§ **Excerpt provided**
/---

We do not. And I find it hard to believe that it’s more stressful being on a campus today than it was during the Viet Nam war, during the draft, if you were a man with a bad lottery number. Flunk out and you head to "Nam. That was worse than “flunk out and you have to retake a course and might not get into Med school”.
The book “The Stressed Years of your life” talks about how prolonged stress can change the brain so that depression and anxiety are the outcome. I can’t really do it justice here, but a lot of these stressors are increasingly “baked in” to the everyday life of kids in middle and above classes, so while increased diagnosis is definitely part of it, I suspect the problem is on the rise. And many kids from poorer backgrounds face a whole different set of stressors.
The notion that a single failure/miscalculation can ruin your life has really wound up a lot of kids. We see it here in everything from “I got a B in BC Calc, can I still get into Stanford?” to the concerns like “If I go to Duke, can I get a job in IB?” Personally, I don’t think we invest enough in helping kids learn to be happy. – how to pinpoint what they love to do, how to find satisfaction in what they don’t, and how to have lives of meaning (to them). There are so many diversions and distractions to temporarily provide that feeling, but none are really sustainable.
Many math majors are explicitly aiming for actuarial, finance, or high school math teaching jobs. Even pure math can be considered preprofessional in aiming for math research or college teaching (after PhD) jobs.

\---

§ **Supplied data**
/---

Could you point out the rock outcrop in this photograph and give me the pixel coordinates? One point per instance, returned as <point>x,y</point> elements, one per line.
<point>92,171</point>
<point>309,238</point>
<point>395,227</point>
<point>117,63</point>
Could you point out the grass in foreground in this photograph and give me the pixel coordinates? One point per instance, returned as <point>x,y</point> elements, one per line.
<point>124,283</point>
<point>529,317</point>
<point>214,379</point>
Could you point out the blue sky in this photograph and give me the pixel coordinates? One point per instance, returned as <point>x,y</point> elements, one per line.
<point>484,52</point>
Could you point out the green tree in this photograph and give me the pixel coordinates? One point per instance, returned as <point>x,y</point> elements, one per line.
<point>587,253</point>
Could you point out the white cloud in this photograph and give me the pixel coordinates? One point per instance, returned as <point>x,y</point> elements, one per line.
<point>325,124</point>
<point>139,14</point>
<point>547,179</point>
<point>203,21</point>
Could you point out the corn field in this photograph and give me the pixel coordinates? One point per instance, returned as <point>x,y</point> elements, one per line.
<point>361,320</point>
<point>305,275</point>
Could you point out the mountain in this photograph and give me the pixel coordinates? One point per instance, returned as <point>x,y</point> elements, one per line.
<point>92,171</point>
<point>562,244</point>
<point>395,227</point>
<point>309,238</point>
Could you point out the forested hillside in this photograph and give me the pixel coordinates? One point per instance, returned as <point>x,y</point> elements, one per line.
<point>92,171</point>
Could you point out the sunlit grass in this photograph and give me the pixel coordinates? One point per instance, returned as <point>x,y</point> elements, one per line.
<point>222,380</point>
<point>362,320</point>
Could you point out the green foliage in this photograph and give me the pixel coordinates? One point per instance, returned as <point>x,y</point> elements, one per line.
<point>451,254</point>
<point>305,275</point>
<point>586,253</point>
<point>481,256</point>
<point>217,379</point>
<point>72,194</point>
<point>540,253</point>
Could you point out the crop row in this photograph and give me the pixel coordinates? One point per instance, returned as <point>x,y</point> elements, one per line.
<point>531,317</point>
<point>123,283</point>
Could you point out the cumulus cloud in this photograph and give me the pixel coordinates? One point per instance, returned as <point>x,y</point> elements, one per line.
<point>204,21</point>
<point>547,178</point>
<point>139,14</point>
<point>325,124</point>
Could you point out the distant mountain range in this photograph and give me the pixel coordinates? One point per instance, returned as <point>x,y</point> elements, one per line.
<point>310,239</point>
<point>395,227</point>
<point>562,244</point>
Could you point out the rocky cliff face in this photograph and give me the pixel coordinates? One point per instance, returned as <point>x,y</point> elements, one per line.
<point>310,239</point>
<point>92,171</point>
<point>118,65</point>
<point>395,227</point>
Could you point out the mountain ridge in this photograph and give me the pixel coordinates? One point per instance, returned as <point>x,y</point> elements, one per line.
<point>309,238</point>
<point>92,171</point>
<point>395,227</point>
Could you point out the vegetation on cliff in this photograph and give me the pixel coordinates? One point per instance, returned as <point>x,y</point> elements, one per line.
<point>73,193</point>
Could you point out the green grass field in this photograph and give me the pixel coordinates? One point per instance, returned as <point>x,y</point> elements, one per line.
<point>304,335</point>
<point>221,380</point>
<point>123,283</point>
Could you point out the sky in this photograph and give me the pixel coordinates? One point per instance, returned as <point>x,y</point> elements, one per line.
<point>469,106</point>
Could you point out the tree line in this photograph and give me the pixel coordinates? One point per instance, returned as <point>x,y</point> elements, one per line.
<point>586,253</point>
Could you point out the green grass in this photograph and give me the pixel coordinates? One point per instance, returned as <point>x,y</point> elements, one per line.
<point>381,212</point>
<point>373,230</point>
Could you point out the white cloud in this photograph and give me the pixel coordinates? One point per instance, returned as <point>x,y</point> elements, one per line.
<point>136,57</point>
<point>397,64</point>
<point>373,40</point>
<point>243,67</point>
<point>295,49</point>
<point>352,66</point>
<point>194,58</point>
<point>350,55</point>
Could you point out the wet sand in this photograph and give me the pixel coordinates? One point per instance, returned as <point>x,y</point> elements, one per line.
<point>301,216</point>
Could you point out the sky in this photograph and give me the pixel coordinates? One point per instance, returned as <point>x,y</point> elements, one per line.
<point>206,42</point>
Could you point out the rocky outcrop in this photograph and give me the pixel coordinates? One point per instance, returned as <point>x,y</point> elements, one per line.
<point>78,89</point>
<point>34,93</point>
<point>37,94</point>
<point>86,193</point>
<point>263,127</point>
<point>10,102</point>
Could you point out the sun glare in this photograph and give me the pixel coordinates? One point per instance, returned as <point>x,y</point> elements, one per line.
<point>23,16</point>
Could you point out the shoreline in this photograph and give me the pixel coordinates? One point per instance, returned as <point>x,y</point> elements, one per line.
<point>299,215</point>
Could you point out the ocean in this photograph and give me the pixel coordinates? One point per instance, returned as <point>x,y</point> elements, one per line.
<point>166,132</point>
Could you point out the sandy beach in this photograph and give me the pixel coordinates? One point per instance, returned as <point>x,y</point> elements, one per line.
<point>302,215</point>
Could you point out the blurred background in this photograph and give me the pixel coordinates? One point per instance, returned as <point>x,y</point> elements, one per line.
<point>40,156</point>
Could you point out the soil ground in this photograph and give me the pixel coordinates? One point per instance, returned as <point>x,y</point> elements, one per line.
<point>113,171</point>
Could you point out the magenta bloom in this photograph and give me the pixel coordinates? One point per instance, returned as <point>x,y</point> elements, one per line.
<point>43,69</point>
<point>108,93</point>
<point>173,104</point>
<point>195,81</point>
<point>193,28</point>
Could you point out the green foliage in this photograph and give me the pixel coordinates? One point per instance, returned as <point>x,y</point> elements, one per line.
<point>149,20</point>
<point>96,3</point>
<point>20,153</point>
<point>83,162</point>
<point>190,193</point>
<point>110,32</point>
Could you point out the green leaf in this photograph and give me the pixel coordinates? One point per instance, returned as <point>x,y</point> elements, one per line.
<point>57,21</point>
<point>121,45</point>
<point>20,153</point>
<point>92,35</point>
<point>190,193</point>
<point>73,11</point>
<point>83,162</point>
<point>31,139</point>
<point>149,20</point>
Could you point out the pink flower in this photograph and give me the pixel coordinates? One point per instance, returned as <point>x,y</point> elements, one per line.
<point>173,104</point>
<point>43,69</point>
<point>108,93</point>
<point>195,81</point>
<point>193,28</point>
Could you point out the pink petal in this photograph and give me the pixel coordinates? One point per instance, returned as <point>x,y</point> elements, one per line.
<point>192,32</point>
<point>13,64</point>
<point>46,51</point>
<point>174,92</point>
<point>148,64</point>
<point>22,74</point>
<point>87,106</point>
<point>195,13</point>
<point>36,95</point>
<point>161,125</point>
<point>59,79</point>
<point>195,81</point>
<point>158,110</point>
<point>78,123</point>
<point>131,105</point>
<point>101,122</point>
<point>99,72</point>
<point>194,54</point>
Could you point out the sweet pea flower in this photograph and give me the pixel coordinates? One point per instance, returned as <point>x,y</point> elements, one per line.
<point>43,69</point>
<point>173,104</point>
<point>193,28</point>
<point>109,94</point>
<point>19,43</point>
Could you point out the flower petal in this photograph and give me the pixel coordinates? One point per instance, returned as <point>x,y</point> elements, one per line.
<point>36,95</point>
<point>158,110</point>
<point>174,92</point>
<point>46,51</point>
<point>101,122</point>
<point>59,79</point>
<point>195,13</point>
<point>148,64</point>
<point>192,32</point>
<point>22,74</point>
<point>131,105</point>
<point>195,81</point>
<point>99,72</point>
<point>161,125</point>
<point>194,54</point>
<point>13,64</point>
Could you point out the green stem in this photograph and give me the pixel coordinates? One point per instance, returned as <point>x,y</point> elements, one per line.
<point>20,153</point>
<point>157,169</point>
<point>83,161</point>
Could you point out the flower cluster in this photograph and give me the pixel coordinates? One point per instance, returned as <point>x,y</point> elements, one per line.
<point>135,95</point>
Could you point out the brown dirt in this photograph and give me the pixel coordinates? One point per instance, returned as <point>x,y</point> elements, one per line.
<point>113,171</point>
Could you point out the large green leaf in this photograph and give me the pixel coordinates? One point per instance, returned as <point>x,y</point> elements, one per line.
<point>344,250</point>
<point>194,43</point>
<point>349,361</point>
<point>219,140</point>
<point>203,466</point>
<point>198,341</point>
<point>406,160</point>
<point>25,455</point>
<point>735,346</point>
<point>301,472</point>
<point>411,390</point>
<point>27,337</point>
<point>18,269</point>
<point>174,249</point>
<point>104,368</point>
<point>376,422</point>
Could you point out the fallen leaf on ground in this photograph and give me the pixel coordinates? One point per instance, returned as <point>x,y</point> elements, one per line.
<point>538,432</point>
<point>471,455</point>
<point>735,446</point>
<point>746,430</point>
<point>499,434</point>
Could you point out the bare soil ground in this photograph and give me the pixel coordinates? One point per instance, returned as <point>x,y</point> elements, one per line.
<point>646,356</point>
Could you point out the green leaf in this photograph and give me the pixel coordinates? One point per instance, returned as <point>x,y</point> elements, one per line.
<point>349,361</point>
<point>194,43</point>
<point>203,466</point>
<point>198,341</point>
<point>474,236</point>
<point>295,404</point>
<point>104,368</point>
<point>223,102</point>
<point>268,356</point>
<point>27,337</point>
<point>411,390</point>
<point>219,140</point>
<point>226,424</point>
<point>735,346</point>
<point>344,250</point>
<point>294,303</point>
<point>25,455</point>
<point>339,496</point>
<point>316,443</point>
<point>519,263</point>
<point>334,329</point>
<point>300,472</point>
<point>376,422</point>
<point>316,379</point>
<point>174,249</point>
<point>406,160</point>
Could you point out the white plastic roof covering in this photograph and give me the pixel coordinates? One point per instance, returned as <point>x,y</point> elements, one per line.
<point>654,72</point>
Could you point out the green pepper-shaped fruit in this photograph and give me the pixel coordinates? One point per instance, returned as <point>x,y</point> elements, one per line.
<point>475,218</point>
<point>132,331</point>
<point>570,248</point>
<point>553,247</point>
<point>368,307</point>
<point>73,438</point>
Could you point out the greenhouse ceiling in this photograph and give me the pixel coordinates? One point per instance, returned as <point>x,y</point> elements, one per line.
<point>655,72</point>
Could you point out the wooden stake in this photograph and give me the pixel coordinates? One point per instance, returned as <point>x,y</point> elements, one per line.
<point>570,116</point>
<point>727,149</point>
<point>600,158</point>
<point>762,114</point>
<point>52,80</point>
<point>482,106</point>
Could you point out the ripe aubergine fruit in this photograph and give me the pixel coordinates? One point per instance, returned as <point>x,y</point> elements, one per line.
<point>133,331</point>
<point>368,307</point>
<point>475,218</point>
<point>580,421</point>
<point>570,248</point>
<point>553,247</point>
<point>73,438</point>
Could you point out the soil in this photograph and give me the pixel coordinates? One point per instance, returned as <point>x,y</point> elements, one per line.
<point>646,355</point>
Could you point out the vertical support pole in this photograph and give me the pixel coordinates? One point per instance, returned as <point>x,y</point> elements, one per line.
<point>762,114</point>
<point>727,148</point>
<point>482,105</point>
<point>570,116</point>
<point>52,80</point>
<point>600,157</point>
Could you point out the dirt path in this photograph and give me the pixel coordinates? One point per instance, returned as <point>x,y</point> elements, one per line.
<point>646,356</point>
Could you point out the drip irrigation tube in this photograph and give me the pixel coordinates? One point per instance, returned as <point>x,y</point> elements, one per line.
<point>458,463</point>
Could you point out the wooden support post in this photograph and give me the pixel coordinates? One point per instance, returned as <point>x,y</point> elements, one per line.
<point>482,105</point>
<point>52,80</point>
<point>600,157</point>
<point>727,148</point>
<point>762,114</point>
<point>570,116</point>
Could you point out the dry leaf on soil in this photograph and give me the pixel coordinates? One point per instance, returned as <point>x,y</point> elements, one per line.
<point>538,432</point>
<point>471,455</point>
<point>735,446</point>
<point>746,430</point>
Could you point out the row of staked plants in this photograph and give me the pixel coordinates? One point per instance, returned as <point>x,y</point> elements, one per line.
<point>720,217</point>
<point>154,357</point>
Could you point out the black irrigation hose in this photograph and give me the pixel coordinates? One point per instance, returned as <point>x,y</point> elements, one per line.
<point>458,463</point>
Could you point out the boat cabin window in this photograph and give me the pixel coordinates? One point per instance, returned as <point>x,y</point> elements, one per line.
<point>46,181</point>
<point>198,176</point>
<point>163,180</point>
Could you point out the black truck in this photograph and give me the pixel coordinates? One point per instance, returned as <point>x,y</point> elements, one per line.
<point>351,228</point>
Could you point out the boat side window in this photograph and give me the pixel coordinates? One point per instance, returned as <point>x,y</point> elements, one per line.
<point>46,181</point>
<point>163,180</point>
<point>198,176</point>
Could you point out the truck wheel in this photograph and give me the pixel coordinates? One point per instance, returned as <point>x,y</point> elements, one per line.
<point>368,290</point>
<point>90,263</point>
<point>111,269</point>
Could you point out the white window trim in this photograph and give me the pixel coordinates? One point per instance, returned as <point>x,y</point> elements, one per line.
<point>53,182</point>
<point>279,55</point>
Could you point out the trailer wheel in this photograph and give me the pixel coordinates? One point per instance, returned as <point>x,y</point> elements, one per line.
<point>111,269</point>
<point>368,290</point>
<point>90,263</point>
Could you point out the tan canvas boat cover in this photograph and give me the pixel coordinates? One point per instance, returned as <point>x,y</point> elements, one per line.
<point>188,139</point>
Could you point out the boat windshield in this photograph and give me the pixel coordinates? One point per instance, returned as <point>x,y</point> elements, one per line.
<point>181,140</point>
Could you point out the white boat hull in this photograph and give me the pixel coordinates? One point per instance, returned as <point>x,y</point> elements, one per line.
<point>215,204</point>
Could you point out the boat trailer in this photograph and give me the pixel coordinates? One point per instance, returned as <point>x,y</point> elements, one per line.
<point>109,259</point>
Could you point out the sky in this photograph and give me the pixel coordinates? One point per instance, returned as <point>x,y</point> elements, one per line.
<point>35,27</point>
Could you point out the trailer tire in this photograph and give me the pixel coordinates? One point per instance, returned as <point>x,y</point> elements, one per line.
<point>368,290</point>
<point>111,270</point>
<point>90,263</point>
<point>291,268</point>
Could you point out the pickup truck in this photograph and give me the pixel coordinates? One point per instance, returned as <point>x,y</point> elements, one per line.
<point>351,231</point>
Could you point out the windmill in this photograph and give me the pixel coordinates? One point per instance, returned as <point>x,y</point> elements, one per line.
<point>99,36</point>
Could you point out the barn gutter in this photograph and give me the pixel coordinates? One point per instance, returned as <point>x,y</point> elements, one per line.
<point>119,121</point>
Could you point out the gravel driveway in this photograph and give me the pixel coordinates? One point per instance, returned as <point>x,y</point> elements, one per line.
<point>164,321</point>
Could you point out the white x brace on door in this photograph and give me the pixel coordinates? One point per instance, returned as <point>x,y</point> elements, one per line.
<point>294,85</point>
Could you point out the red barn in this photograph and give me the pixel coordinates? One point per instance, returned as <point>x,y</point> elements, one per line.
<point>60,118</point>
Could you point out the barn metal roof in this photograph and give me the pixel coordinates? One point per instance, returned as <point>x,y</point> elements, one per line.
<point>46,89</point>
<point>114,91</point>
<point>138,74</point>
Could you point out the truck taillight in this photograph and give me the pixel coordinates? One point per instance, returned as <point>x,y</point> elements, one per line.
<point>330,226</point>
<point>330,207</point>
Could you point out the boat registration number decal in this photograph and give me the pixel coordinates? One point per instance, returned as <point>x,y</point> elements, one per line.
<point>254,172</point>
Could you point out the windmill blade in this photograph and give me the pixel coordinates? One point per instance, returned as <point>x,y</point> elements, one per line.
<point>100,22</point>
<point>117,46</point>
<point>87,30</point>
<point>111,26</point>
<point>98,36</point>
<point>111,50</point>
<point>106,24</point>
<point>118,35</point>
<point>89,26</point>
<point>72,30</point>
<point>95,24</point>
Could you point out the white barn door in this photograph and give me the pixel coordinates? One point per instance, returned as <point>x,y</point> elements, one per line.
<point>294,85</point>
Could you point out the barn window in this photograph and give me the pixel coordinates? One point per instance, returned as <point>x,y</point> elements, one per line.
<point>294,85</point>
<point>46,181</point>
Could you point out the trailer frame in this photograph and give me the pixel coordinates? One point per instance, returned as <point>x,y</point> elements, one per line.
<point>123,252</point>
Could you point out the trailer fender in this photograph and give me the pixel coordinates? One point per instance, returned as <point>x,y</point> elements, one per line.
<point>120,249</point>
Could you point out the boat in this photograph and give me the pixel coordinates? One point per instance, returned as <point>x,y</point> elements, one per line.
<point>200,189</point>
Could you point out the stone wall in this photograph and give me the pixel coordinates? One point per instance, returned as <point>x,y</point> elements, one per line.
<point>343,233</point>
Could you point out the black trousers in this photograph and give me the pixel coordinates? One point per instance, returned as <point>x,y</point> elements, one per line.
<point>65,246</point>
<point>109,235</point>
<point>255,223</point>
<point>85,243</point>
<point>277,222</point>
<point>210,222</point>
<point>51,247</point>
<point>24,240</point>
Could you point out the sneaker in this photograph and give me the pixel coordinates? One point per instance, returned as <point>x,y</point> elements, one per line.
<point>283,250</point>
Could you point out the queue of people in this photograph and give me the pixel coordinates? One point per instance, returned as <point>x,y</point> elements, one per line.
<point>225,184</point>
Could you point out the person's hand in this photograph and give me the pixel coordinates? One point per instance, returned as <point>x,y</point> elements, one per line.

\---

§ **Exercise details**
Copy word for word the part of the text on student stress that runs from "The notion that" up to and including "(after PhD) jobs.".

§ **Response to this exercise**
The notion that a single failure/miscalculation can ruin your life has really wound up a lot of kids. We see it here in everything from “I got a B in BC Calc, can I still get into Stanford?” to the concerns like “If I go to Duke, can I get a job in IB?” Personally, I don’t think we invest enough in helping kids learn to be happy. – how to pinpoint what they love to do, how to find satisfaction in what they don’t, and how to have lives of meaning (to them). There are so many diversions and distractions to temporarily provide that feeling, but none are really sustainable.
Many math majors are explicitly aiming for actuarial, finance, or high school math teaching jobs. Even pure math can be considered preprofessional in aiming for math research or college teaching (after PhD) jobs.